ACTIVITY:
Copy each line of the material below that includes the string "segment".

MATERIAL SUPPLIED:
# # # # # # #
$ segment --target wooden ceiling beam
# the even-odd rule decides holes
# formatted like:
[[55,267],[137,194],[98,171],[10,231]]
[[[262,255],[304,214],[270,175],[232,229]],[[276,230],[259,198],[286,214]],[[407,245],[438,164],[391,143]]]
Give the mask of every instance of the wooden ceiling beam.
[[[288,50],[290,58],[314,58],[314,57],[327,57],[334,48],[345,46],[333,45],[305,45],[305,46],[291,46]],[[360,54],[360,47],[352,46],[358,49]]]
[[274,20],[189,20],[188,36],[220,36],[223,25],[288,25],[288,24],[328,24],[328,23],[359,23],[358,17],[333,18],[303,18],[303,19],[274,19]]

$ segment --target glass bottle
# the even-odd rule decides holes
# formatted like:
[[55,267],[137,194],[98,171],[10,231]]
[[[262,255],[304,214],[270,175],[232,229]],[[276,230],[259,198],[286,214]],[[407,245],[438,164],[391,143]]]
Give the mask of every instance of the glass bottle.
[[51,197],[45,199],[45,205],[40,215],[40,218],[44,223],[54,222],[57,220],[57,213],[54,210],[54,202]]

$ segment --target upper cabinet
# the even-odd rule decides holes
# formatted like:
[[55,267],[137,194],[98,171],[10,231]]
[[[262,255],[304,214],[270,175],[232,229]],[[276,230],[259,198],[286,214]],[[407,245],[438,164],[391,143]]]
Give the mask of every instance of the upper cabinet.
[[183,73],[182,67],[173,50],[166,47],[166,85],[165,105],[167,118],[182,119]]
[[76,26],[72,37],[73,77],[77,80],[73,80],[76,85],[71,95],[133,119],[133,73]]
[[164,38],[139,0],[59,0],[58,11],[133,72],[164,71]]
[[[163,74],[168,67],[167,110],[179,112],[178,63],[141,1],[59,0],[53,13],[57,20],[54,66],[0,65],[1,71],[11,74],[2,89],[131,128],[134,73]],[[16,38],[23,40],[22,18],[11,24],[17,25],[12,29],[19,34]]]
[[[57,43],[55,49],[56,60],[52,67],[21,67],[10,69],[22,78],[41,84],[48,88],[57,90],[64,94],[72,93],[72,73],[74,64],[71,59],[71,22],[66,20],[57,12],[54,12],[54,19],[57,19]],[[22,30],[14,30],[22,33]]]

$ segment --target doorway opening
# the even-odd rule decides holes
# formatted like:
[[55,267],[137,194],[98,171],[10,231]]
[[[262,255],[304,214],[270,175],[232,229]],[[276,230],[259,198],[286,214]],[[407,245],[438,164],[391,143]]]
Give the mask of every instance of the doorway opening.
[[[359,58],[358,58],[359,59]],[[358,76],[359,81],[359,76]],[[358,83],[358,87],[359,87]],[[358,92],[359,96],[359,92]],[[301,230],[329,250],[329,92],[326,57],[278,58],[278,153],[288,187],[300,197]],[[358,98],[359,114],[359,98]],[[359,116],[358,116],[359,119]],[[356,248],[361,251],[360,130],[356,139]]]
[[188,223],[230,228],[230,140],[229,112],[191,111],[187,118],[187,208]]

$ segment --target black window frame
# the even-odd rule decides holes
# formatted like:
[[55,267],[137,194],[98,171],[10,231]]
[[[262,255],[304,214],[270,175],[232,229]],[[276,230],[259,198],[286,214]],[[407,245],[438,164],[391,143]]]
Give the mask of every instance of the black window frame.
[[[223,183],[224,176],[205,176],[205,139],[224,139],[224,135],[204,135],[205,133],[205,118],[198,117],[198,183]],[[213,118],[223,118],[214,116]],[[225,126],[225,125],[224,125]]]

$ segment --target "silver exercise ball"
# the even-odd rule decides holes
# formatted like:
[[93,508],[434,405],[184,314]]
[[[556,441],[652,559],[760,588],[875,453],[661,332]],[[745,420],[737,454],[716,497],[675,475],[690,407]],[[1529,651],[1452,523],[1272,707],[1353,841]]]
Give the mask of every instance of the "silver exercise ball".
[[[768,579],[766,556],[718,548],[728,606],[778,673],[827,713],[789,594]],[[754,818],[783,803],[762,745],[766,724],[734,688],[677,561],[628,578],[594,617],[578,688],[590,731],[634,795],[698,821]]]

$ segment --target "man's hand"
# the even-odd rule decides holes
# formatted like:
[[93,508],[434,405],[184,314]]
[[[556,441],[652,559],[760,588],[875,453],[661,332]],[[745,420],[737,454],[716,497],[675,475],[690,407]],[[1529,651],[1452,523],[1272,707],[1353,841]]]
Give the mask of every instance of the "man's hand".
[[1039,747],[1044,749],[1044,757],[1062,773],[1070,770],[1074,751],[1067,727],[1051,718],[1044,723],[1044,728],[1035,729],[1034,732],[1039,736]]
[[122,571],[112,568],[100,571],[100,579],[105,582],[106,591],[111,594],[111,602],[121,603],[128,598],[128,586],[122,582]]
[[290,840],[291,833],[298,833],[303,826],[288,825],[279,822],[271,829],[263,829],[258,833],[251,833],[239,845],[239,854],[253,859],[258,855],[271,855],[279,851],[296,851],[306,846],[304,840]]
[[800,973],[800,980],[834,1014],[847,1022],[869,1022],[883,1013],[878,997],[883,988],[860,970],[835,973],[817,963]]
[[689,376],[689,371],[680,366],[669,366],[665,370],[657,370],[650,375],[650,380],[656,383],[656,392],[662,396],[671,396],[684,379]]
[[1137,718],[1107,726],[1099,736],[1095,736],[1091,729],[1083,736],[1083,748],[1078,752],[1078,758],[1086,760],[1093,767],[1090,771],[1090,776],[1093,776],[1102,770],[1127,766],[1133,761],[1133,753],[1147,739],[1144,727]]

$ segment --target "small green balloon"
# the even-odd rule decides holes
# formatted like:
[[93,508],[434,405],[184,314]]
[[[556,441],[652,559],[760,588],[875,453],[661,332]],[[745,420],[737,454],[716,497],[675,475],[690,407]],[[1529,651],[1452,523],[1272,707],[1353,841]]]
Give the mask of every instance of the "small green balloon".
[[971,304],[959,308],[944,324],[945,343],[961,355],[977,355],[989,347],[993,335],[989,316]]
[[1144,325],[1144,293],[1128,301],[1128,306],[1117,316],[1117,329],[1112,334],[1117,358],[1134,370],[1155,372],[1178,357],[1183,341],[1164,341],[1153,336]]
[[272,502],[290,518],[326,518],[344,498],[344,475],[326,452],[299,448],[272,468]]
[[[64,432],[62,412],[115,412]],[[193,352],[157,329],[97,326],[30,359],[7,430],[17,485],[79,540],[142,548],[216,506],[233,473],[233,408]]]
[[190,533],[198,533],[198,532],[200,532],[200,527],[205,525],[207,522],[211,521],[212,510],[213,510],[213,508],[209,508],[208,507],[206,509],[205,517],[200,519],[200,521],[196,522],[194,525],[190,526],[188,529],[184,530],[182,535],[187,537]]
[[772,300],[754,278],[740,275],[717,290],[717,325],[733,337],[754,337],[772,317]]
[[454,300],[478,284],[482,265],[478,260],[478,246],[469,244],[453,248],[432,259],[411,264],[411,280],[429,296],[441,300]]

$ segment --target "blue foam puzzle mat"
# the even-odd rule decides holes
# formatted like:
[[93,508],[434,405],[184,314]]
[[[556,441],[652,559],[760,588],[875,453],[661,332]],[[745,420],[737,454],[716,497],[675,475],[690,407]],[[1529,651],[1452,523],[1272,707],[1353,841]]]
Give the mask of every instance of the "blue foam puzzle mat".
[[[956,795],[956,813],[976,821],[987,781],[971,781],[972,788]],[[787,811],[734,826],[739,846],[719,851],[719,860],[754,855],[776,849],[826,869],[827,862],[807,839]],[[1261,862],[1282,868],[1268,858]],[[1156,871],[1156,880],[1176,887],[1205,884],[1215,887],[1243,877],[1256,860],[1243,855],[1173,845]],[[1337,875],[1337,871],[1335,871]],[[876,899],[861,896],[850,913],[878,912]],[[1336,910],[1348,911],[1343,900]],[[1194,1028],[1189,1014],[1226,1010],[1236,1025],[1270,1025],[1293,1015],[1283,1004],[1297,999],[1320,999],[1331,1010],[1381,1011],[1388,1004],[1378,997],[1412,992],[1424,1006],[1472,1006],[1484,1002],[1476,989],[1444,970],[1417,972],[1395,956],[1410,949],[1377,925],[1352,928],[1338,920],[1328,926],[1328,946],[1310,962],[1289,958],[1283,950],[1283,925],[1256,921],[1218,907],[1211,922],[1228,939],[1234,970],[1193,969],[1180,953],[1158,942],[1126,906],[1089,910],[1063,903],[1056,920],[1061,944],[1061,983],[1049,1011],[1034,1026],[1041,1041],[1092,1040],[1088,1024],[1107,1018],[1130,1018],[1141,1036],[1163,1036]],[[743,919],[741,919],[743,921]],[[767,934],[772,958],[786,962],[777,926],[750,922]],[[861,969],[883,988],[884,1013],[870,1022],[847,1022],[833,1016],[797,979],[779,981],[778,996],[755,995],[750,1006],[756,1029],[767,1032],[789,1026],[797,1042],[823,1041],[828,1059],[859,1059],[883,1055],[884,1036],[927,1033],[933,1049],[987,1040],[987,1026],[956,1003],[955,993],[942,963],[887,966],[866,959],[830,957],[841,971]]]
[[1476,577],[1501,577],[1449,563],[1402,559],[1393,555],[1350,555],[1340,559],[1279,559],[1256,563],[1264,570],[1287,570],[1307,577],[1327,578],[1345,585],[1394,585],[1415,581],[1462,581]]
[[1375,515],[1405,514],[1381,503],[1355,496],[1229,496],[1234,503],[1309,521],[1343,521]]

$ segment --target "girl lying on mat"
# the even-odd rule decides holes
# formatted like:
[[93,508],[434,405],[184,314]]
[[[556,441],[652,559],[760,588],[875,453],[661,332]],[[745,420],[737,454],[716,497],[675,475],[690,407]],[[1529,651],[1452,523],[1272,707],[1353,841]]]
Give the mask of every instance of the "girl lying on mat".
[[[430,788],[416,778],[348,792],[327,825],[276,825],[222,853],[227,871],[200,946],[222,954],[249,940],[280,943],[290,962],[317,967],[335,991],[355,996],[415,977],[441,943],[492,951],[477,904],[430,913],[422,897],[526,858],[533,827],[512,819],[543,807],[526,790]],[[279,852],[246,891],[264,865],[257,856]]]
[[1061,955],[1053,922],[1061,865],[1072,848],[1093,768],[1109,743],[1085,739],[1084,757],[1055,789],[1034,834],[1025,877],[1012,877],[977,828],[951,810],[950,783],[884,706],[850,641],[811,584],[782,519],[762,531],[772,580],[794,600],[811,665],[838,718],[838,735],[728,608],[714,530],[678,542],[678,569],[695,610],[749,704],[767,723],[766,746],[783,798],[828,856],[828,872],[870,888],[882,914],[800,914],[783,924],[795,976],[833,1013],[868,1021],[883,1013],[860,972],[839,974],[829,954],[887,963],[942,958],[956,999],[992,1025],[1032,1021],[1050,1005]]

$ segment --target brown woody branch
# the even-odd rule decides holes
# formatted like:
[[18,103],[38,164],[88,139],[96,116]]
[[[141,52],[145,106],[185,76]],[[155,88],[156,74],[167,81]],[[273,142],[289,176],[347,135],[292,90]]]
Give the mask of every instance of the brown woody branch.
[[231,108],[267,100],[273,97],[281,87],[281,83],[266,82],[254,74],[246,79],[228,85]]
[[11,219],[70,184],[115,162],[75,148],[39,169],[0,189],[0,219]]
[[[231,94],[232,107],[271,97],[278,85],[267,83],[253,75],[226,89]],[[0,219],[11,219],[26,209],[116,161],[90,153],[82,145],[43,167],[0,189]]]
# # # # # # #
RESPONSE AREA:
$ segment --target wooden ceiling beam
$ segment --target glass bottle
$ segment --target upper cabinet
$ segment --target doorway opening
$ segment --target black window frame
$ segment --target "silver exercise ball"
$ segment --target "man's hand"
$ segment --target "small green balloon"
$ segment --target "blue foam puzzle mat"
$ segment --target "girl lying on mat"
$ segment --target brown woody branch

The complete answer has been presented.